Text segment Start Marker

The other day youngest, who is on the cusp of entering high school, broke out with a favorite children’s Sunday school and camp song, “Rise and Shine.” There is a stanza in that song that goes “The Lord told Noah to build him an arkey arkey.” The catchy tune reminds us that the Biblical story of Noah still resonates with us, even in the 21st century. If it is raining hard, we talk about building a big boat and flooding of “Biblical proportions”, if our co-workers are a bit wild, it is like working on the ark.
With all of the attention focused on Noah, time has left his younger and more inept brother, Mal, in the dust-bin of history. Not only was he inept, but he was also a bit scatterbrained and inattentive. He was, as they said in that time, “a few goats short of a herd." Today, if he were in elementary school, he might receive the diagnosis of Attention Deficit Hyperactivity Disorder.
When God spoke to Noah because Noah was a righteous man, I think he included Mal in the conversation because he felt compassion on the poor man. Noah asked what materials to build the ark from and God replied, “Gopher wood.” So, Noah went and began to gather gopher wood.

Text segment End Marker
Data under study Start Marker

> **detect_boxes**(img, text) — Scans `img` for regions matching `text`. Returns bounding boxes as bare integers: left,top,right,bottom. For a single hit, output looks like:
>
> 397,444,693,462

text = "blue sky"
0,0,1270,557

Data under study End Marker

> Work task A:
Answer these questions about the Noah passage, one per line:
(i) What song did the youngest child sing?
(ii) What is the name of Noah's younger brother?
(iii) What material did God tell Noah to use for the ark?
> Work task B:
Echo everything in the Noah passage from "With all of" down to "gather gopher wood.".
The listing above comes from a source separate from the text.

> Written response A:
(i) "Rise and Shine"
(ii) Mal
(iii) Gopher wood

> Written response B:
With all of the attention focused on Noah, time has left his younger and more inept brother, Mal, in the dust-bin of history. Not only was he inept, but he was also a bit scatterbrained and inattentive. He was, as they said in that time, “a few goats short of a herd." Today, if he were in elementary school, he might receive the diagnosis of Attention Deficit Hyperactivity Disorder.
When God spoke to Noah because Noah was a righteous man, I think he included Mal in the conversation because he felt compassion on the poor man. Noah asked what materials to build the ark from and God replied, “Gopher wood.” So, Noah went and began to gather gopher wood.